▶ _EXTRACTED INFORMATION_:
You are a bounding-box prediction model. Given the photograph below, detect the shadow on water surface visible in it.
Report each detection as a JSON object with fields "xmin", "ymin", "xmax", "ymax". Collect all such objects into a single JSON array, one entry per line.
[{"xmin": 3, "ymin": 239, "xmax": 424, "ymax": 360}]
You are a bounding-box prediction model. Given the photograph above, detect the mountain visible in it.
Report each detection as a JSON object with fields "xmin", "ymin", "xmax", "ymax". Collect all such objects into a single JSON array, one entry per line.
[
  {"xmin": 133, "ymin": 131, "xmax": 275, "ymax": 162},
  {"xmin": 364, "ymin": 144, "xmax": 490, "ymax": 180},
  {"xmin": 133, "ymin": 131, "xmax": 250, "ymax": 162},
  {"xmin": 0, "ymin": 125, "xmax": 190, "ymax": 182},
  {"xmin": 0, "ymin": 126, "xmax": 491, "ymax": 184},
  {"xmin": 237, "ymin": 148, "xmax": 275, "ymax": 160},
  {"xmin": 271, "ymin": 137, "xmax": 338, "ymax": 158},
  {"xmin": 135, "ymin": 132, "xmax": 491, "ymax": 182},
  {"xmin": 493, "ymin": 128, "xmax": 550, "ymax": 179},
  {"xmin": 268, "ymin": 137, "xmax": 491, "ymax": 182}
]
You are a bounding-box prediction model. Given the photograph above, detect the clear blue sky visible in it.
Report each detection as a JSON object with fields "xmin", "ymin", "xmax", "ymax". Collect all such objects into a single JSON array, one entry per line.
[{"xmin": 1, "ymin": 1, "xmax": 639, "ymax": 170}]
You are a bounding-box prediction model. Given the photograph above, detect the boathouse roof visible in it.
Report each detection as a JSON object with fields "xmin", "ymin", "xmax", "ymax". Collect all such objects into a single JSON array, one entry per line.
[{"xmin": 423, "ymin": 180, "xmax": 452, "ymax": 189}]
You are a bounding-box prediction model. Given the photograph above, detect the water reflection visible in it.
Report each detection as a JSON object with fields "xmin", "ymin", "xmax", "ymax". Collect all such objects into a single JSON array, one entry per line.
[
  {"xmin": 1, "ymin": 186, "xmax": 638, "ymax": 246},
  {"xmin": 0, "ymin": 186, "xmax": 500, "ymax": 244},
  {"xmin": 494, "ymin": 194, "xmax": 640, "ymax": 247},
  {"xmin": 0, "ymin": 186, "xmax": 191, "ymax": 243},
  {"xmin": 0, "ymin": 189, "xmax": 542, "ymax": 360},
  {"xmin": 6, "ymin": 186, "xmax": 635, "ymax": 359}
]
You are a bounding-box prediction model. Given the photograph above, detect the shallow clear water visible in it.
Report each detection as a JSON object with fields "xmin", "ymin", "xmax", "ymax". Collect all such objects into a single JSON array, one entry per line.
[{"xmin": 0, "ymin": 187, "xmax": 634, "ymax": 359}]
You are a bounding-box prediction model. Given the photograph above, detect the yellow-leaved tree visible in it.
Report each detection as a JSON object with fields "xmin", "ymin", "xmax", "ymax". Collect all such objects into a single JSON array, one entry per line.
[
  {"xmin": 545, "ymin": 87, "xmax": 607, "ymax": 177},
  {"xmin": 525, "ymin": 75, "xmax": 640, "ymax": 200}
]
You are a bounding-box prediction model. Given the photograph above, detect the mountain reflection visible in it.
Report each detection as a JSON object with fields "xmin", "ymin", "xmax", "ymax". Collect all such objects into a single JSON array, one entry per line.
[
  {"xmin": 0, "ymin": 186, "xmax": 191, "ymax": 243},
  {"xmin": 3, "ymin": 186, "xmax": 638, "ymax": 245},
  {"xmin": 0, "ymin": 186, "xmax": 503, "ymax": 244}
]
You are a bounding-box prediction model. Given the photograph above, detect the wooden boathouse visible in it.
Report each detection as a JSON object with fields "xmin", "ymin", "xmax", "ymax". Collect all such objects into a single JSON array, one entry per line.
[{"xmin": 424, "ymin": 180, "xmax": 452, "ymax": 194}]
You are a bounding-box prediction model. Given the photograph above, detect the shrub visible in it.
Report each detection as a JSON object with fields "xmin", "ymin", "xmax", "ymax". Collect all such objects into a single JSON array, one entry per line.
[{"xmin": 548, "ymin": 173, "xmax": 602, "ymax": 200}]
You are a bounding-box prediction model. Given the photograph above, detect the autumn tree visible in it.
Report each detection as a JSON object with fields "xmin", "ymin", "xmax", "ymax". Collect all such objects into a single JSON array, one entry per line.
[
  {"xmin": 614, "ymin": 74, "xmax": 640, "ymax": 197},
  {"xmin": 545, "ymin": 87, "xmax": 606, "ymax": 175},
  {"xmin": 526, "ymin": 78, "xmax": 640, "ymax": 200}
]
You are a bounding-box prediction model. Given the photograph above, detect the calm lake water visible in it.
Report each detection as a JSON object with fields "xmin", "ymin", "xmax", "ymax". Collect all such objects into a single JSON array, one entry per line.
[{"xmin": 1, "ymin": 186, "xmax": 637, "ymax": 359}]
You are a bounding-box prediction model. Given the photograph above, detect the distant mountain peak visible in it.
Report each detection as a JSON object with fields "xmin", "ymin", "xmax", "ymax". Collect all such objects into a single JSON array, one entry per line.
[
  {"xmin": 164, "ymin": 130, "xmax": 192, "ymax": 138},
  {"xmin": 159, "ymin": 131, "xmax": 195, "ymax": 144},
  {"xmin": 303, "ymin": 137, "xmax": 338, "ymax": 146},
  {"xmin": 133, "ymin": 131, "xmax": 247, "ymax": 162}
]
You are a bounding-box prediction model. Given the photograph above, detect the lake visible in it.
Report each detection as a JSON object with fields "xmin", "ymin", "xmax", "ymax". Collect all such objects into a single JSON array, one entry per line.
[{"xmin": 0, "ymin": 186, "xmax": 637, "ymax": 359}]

▶ _YOUR INSTRUCTIONS_:
Write out the data once more, word for word.

▶ _RESPONSE TO THE EXERCISE_:
You are a bounding-box prediction model. Given the photograph below, detect the shadow on water surface visible in it.
Report each detection as a JSON object with fields "xmin", "ymin", "xmax", "ymax". Collect all such objects into a single JSON array, one entry per line.
[{"xmin": 3, "ymin": 239, "xmax": 424, "ymax": 360}]
You are a bounding-box prediction model. Given the photograph above, detect the mountain visible in it.
Report each detection as a JSON object with fields "xmin", "ymin", "xmax", "ymax". Collect all such objects into a single JSON array, one entry per line.
[
  {"xmin": 133, "ymin": 131, "xmax": 275, "ymax": 162},
  {"xmin": 364, "ymin": 144, "xmax": 490, "ymax": 180},
  {"xmin": 133, "ymin": 131, "xmax": 250, "ymax": 162},
  {"xmin": 0, "ymin": 125, "xmax": 190, "ymax": 182},
  {"xmin": 0, "ymin": 126, "xmax": 491, "ymax": 184},
  {"xmin": 237, "ymin": 148, "xmax": 275, "ymax": 160},
  {"xmin": 271, "ymin": 137, "xmax": 338, "ymax": 158},
  {"xmin": 135, "ymin": 132, "xmax": 491, "ymax": 182},
  {"xmin": 493, "ymin": 128, "xmax": 550, "ymax": 179},
  {"xmin": 268, "ymin": 137, "xmax": 491, "ymax": 182}
]
You are a bounding-box prediction model. Given the photograph above, detect the clear blue sky visible in it.
Report each detection as a JSON object with fields "xmin", "ymin", "xmax", "ymax". Collect all such objects into a single JSON array, one entry per line.
[{"xmin": 1, "ymin": 1, "xmax": 639, "ymax": 170}]
You are a bounding-box prediction model. Given the photograph above, detect the boathouse roof visible in it.
Report each detection as a JSON object with fields "xmin", "ymin", "xmax", "ymax". Collect all such objects into a single JSON array, one entry per line.
[{"xmin": 423, "ymin": 180, "xmax": 452, "ymax": 189}]
You are a bounding-box prediction model. Given the photograph above, detect the water reflection visible in it.
Report each detection as a JSON object with fields "xmin", "ymin", "xmax", "ymax". Collect all such objects into a single JSON array, one entry per line.
[
  {"xmin": 1, "ymin": 186, "xmax": 638, "ymax": 246},
  {"xmin": 0, "ymin": 186, "xmax": 500, "ymax": 244},
  {"xmin": 494, "ymin": 194, "xmax": 640, "ymax": 247},
  {"xmin": 0, "ymin": 186, "xmax": 191, "ymax": 243},
  {"xmin": 0, "ymin": 189, "xmax": 542, "ymax": 360},
  {"xmin": 6, "ymin": 186, "xmax": 635, "ymax": 359}
]
You are a bounding-box prediction model. Given the photograph above, detect the shallow clear water visible in it.
Report each detection as a JSON object with fields "xmin", "ymin", "xmax", "ymax". Collect all such objects into a single JSON array, one entry per line.
[{"xmin": 0, "ymin": 187, "xmax": 634, "ymax": 359}]
You are a bounding-box prediction model. Given the photograph above, detect the yellow-leaved tree visible in it.
Report each detection as a JSON object with fields "xmin", "ymin", "xmax", "ymax". Collect all such objects into a single JSON array, one entry per line.
[
  {"xmin": 545, "ymin": 87, "xmax": 607, "ymax": 177},
  {"xmin": 525, "ymin": 75, "xmax": 640, "ymax": 200}
]
You are a bounding-box prediction model. Given the photograph above, detect the mountain reflection visible in it.
Report each detection as a JSON object with fields "xmin", "ymin", "xmax", "ymax". Collect all such objects into a single JSON array, one entry per line.
[
  {"xmin": 0, "ymin": 186, "xmax": 191, "ymax": 243},
  {"xmin": 3, "ymin": 186, "xmax": 638, "ymax": 245},
  {"xmin": 0, "ymin": 186, "xmax": 503, "ymax": 244}
]
You are a bounding-box prediction model. Given the photograph above, detect the wooden boathouse visible in it.
Report each detection as a JSON object with fields "xmin", "ymin", "xmax", "ymax". Collect all such objects into a single JSON array, one entry per line.
[{"xmin": 424, "ymin": 180, "xmax": 452, "ymax": 194}]
You are a bounding-box prediction model. Given the photograph above, detect the shrub visible in it.
Report each detection as a JSON object with fields "xmin", "ymin", "xmax", "ymax". Collect all such objects into a single JSON array, one entry per line.
[{"xmin": 548, "ymin": 173, "xmax": 602, "ymax": 200}]
You are a bounding-box prediction model. Given the photograph above, detect the autumn tree visible in it.
Report each detection as a JSON object with fields "xmin", "ymin", "xmax", "ymax". Collect all such objects into a single JSON array, one entry per line.
[
  {"xmin": 614, "ymin": 74, "xmax": 640, "ymax": 197},
  {"xmin": 545, "ymin": 87, "xmax": 606, "ymax": 175},
  {"xmin": 526, "ymin": 78, "xmax": 640, "ymax": 200}
]
You are a bounding-box prediction model. Given the photograph above, detect the calm lake water visible in it.
Report each detection as a JSON object with fields "xmin", "ymin", "xmax", "ymax". Collect all such objects into a single JSON array, one entry per line.
[{"xmin": 1, "ymin": 186, "xmax": 637, "ymax": 359}]
You are a bounding-box prediction model. Given the photograph above, detect the distant mountain peak visible in it.
Report each detection as a JSON object with fields "xmin", "ymin", "xmax", "ymax". Collect all such objects into a single JSON array, one entry per line.
[
  {"xmin": 164, "ymin": 130, "xmax": 192, "ymax": 138},
  {"xmin": 159, "ymin": 131, "xmax": 195, "ymax": 144},
  {"xmin": 303, "ymin": 137, "xmax": 338, "ymax": 146},
  {"xmin": 133, "ymin": 131, "xmax": 247, "ymax": 162}
]
You are a bounding-box prediction model. Given the photograph above, detect the lake visible in it.
Report each detection as a JSON object with fields "xmin", "ymin", "xmax", "ymax". Collect all such objects into a single JSON array, one entry per line.
[{"xmin": 0, "ymin": 186, "xmax": 637, "ymax": 359}]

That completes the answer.